◆ **Your objective**
When a line in the entries below contains "railing", tally it; give the tally with nothing added.

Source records
——————————

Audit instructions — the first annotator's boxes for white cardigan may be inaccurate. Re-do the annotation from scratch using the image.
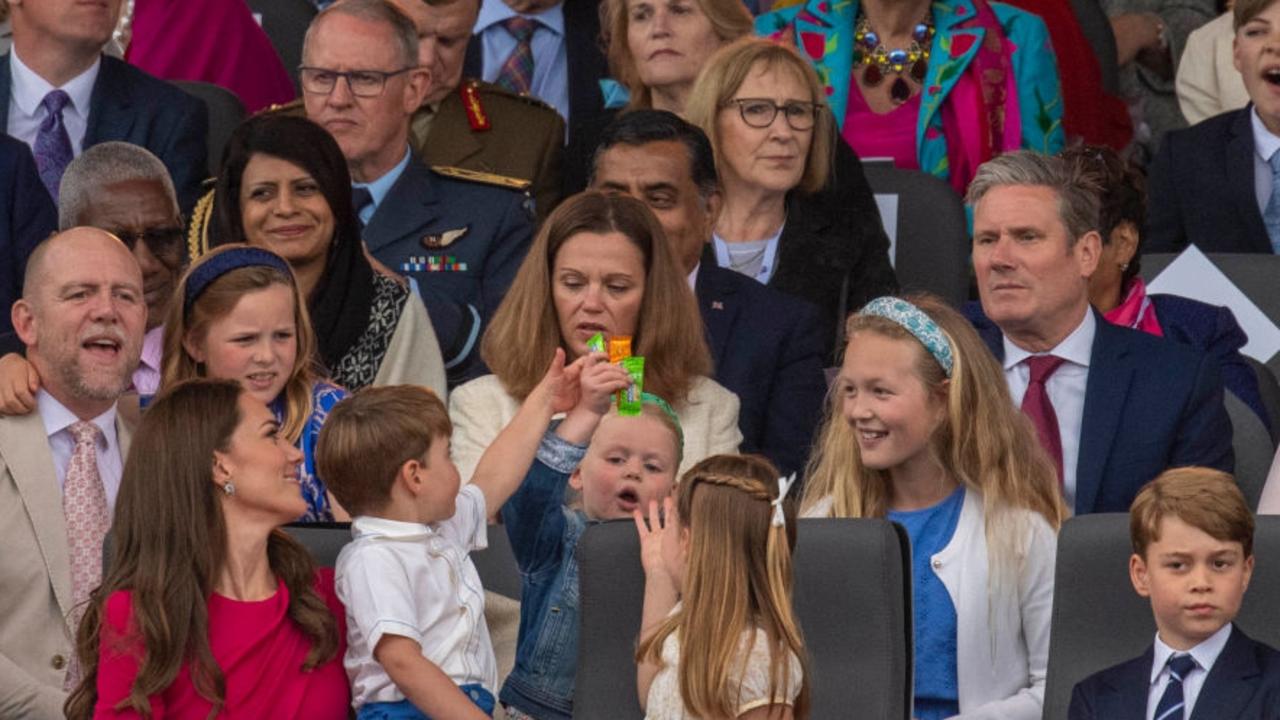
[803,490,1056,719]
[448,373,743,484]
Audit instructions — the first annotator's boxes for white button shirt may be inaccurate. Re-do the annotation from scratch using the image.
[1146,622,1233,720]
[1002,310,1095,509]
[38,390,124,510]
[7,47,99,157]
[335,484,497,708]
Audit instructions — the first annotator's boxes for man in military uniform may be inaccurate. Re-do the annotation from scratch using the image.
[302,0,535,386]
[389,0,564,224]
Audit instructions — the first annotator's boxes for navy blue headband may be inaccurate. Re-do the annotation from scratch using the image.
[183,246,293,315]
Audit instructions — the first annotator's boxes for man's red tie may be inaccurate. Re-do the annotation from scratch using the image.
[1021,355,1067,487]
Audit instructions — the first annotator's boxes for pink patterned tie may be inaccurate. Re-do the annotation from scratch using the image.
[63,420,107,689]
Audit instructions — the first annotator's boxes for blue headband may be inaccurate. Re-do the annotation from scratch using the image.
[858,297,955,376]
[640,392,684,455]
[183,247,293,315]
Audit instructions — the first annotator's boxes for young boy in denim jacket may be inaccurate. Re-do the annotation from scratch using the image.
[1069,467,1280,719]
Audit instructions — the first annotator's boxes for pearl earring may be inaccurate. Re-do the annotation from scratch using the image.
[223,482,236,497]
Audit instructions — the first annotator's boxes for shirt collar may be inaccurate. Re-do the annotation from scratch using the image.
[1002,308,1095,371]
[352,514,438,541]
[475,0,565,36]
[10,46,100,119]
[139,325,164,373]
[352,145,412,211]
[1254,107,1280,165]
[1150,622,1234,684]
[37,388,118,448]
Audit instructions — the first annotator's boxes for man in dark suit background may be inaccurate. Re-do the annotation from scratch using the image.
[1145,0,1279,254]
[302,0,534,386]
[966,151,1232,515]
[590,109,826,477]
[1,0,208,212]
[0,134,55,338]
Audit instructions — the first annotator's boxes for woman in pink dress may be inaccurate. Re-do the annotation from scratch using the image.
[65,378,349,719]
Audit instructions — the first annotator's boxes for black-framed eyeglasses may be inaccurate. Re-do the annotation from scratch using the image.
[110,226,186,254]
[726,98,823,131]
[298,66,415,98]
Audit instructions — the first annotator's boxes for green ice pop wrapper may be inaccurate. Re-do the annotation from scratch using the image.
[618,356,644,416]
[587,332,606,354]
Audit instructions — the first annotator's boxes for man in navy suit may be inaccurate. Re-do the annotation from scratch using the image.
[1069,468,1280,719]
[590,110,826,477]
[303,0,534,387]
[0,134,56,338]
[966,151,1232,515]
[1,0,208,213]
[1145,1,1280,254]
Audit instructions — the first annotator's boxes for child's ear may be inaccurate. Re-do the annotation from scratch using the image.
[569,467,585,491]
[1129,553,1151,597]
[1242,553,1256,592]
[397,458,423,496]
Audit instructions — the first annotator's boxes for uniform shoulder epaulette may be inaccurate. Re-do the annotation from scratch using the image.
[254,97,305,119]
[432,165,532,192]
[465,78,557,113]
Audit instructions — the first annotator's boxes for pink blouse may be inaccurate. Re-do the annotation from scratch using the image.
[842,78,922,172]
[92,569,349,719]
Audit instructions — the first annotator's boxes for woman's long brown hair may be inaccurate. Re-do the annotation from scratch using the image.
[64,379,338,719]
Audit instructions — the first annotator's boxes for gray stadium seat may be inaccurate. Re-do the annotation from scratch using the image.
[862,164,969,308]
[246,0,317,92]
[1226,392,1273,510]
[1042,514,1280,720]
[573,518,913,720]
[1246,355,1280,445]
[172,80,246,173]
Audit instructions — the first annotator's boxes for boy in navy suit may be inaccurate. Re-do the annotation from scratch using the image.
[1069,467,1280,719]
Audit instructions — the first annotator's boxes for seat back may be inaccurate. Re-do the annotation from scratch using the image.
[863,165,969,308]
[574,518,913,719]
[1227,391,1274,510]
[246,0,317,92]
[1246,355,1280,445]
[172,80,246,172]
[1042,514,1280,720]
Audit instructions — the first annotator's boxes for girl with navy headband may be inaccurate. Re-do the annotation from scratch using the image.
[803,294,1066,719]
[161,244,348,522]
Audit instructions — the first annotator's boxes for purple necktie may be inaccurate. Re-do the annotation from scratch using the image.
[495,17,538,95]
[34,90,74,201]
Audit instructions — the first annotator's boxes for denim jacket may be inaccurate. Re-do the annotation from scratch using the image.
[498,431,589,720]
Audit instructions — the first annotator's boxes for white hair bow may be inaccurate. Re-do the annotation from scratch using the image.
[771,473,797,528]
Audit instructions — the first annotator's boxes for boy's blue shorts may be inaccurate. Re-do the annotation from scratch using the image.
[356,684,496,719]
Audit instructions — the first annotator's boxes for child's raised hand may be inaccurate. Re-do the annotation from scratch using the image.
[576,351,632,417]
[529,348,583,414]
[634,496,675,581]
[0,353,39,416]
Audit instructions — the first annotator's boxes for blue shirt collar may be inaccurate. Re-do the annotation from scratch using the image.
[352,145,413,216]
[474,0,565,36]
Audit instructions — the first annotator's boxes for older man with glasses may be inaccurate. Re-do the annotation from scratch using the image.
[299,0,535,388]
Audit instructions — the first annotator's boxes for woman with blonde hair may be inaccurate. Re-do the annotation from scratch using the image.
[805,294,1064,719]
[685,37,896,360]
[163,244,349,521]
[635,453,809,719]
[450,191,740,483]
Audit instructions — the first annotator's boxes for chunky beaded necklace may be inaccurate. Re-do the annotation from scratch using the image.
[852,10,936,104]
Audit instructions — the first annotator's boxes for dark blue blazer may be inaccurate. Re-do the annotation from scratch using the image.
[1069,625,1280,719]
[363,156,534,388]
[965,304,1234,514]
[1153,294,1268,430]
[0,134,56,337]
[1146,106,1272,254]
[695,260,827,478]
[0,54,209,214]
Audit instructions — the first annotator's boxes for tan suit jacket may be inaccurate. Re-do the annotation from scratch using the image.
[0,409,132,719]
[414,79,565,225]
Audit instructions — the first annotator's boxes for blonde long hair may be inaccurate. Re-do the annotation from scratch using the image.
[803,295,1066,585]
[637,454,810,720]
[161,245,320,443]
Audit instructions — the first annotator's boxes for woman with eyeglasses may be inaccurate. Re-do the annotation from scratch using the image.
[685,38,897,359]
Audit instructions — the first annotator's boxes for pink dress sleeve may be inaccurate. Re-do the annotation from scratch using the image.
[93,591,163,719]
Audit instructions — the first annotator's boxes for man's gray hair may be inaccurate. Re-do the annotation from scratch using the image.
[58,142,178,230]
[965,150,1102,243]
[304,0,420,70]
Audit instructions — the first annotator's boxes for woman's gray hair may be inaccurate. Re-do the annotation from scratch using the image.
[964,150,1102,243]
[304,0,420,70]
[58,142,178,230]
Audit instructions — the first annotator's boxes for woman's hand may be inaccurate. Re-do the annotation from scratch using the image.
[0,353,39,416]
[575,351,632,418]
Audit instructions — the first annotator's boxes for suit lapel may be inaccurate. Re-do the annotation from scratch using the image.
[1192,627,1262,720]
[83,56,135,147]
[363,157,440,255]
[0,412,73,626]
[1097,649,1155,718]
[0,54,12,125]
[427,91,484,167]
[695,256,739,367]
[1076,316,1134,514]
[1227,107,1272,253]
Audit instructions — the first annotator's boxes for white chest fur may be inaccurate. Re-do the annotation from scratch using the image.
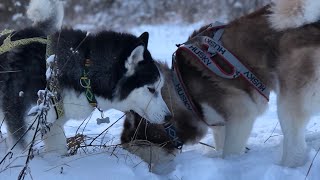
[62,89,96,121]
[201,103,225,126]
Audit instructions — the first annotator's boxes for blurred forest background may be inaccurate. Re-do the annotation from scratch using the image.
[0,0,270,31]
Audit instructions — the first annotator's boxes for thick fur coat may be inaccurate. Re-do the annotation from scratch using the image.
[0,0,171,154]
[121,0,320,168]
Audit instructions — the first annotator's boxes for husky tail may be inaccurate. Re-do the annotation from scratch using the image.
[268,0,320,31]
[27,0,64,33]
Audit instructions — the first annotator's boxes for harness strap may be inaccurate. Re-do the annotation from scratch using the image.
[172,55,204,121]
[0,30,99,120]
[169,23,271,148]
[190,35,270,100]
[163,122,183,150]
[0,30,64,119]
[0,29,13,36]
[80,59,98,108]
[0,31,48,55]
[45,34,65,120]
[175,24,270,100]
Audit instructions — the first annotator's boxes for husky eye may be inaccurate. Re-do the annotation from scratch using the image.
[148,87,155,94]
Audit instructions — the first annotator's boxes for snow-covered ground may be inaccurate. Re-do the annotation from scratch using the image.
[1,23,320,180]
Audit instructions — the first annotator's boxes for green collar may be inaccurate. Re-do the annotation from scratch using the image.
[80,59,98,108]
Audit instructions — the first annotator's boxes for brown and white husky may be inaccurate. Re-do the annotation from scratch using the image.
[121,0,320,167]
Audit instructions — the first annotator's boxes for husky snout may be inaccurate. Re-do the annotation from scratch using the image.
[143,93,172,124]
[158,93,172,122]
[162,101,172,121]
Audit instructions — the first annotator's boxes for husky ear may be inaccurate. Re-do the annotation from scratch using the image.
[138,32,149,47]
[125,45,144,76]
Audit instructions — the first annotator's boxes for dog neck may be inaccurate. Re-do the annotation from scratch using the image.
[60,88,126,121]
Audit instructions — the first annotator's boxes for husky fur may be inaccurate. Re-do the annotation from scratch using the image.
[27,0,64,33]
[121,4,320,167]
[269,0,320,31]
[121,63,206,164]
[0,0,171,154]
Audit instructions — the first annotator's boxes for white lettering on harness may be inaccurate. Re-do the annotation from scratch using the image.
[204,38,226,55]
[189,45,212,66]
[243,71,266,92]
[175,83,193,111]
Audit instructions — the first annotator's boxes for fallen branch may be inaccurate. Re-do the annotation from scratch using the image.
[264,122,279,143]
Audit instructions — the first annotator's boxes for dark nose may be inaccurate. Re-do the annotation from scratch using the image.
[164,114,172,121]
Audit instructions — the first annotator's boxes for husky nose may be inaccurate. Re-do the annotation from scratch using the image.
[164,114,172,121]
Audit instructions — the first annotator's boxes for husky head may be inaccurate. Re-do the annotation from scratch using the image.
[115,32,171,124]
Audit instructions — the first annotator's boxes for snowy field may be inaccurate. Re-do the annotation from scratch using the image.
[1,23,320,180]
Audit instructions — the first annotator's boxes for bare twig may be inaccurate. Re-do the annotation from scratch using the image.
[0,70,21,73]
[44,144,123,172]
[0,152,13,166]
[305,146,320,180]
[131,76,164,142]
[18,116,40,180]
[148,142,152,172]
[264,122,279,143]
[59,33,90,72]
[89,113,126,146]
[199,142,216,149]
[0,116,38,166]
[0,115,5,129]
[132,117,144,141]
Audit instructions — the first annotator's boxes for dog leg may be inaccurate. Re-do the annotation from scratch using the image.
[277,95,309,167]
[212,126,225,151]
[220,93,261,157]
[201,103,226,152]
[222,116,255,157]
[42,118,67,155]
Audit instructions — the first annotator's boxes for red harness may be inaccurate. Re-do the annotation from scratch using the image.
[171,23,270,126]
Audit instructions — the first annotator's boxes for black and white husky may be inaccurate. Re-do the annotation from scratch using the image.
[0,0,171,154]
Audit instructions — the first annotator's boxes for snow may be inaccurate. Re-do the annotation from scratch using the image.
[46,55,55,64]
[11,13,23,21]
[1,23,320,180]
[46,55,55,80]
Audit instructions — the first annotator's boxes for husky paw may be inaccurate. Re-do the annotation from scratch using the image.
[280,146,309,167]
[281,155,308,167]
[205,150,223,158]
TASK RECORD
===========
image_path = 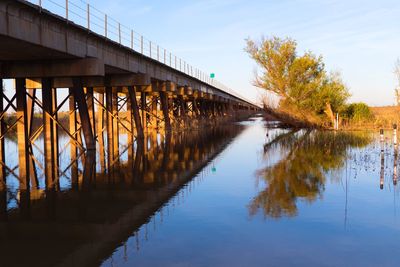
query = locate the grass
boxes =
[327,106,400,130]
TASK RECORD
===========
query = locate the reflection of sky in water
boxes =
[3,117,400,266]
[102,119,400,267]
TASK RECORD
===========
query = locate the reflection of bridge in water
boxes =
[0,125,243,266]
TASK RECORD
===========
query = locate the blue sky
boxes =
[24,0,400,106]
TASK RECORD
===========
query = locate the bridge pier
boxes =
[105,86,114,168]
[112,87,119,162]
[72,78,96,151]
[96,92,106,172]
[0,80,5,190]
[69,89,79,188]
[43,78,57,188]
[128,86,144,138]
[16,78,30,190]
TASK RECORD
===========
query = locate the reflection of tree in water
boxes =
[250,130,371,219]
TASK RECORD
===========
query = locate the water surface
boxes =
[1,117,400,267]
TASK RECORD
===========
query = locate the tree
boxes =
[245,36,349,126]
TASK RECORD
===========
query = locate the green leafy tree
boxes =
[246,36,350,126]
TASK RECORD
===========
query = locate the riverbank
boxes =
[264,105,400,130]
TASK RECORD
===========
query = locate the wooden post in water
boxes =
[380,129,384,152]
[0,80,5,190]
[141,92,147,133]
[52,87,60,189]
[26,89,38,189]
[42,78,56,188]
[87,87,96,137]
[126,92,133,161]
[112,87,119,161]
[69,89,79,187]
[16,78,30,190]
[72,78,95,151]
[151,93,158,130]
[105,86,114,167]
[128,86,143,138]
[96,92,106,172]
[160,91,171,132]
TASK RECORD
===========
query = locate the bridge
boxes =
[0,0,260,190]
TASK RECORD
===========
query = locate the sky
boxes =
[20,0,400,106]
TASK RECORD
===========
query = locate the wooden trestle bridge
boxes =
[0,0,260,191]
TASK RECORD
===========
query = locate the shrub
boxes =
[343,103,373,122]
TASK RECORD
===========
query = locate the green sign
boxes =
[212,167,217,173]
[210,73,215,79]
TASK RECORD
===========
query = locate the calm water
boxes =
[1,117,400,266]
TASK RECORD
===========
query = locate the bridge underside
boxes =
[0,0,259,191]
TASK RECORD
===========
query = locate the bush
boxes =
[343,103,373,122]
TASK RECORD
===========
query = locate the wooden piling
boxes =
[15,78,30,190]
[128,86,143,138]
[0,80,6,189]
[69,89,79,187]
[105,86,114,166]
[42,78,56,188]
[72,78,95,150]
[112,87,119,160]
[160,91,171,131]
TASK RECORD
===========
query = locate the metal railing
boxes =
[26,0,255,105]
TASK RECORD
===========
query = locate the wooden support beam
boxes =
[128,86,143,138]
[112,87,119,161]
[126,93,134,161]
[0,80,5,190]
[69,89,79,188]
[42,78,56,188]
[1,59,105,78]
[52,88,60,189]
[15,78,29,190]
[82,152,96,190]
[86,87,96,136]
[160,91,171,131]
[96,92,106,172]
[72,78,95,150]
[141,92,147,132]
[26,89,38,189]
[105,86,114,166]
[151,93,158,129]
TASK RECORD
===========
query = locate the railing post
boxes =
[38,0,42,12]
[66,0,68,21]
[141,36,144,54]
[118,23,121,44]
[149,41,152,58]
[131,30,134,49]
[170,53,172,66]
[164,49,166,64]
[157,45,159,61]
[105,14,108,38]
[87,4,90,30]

——————————

◆ **Expected answer**
2